(Region pointing data)
◇ ◇ ◇ ◇ ◇
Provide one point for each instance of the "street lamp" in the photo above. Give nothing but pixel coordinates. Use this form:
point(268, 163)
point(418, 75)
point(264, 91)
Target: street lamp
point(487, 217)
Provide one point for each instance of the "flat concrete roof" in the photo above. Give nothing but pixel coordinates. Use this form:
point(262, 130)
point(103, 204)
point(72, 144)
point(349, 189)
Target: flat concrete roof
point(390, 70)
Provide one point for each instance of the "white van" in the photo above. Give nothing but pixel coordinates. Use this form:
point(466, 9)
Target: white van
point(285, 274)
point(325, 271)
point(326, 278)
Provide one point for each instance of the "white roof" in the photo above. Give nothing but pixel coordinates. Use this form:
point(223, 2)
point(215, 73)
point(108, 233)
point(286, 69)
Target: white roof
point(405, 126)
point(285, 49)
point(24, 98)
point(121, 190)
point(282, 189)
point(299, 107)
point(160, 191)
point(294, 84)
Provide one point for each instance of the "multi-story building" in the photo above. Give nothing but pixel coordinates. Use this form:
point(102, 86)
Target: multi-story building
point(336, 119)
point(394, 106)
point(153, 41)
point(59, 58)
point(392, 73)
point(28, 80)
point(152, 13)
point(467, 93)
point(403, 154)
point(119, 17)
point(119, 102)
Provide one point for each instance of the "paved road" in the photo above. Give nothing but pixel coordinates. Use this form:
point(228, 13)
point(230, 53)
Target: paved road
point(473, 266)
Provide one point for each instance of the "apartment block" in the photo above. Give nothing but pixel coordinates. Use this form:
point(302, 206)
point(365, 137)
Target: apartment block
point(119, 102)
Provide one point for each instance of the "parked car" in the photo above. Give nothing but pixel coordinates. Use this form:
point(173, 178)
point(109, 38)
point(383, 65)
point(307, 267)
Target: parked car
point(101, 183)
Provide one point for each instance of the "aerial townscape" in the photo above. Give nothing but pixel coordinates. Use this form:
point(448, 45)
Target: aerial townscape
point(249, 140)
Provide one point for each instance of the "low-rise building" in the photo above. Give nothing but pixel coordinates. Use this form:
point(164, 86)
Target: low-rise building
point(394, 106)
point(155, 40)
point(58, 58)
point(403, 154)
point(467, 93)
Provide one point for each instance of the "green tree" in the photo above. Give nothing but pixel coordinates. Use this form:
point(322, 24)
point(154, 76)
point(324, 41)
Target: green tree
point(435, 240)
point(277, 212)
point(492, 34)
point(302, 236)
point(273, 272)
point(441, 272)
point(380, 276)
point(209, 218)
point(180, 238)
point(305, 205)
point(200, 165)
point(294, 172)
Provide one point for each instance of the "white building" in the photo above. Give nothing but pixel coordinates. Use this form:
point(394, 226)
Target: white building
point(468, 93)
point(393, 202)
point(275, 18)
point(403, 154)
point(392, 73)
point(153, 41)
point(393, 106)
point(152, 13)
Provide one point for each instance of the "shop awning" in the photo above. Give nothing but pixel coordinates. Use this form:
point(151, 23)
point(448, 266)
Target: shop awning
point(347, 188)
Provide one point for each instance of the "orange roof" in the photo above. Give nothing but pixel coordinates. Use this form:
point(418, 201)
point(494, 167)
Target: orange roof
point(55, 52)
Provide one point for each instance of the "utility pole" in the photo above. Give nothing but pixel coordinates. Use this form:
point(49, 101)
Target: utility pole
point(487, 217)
◇ ◇ ◇ ◇ ◇
◆ YOUR GOAL ◆
Every line above is to be transcribed exactly.

◆ ANSWER SPACE ◆
Provide one point for each instance of the "street lamp" in the photo above. Give nothing but pixel coordinates. Use this form:
point(268, 163)
point(418, 75)
point(264, 91)
Target: street lamp
point(487, 217)
Provide one point for each instance of the "flat concrete roof" in the photo above. Give nothing but pixel coordinates. Use this form:
point(262, 130)
point(103, 204)
point(72, 144)
point(349, 189)
Target: flat concrete roof
point(390, 70)
Provide one point for each instance of the "white van" in the photo above. Give nothing but pixel coordinates. Use this form:
point(466, 9)
Target: white van
point(285, 274)
point(325, 271)
point(326, 278)
Provide one point for each instance of the "white roof" in the photo above. Give nothing but pixel coordinates. Use this form:
point(223, 2)
point(215, 73)
point(108, 233)
point(286, 69)
Target: white roof
point(405, 126)
point(285, 49)
point(24, 98)
point(121, 190)
point(282, 189)
point(299, 107)
point(160, 191)
point(294, 84)
Provide one point for each instance of the "multi-story building" in the photo above. Give nothing but pixel coordinates. Use this form:
point(102, 86)
Target: multi-story building
point(336, 119)
point(394, 106)
point(153, 41)
point(59, 58)
point(392, 73)
point(28, 80)
point(152, 13)
point(467, 93)
point(403, 154)
point(119, 17)
point(119, 102)
Provide one point for each instance of the "paved road" in the photo above. Give nothing but pixel coordinates. Use this form:
point(228, 13)
point(230, 53)
Target: paved road
point(473, 266)
Provide one point for each instance of the "apartment block" in the photo above. Give nothing but pixel coordinates. Use this form:
point(302, 206)
point(365, 137)
Target: apartment block
point(119, 102)
Provide one point for each instance of the "parked car" in the photo above. Give nothing but pixel coordinates. Use this form:
point(173, 178)
point(109, 38)
point(383, 65)
point(307, 267)
Target: parked car
point(101, 183)
Provide one point for each instance of the "aerial townscape" in the photo above. Give nothing but pixel coordinates. Use this form:
point(448, 45)
Target: aerial townscape
point(249, 140)
Provide one point for each instance of the "low-rise building" in the photo above. Give nothing but pixel coordinates. Use this form:
point(164, 86)
Target: low-rise building
point(394, 106)
point(155, 40)
point(58, 58)
point(403, 154)
point(467, 93)
Provide one point for each instance of the "green tree" in the photo above. Give nothing but pixel coordinates. Use this form:
point(322, 24)
point(154, 76)
point(324, 41)
Target: green tree
point(435, 240)
point(277, 212)
point(492, 34)
point(302, 236)
point(273, 272)
point(441, 272)
point(380, 276)
point(209, 218)
point(180, 238)
point(305, 205)
point(200, 165)
point(294, 172)
Provide one point for each instance of the "white building" in the photo above. Give nothing but pixel coordinates. Use this form:
point(394, 226)
Target: white building
point(468, 93)
point(393, 202)
point(275, 18)
point(403, 154)
point(392, 73)
point(153, 41)
point(393, 106)
point(152, 13)
Provide one point for each instance of the "shop awning" in the photo above. Give nothing but pixel coordinates. Use this form:
point(151, 23)
point(448, 266)
Target: shop awning
point(347, 188)
Provide one point for each instance of the "orange roof" in the photo above. Give nothing but pixel coordinates. Use this form:
point(418, 201)
point(494, 167)
Target: orange roof
point(55, 52)
Provide one point for each instance of the "utility pole" in the photo above. Give nothing but pixel coordinates. Use this form:
point(49, 101)
Target: utility pole
point(487, 217)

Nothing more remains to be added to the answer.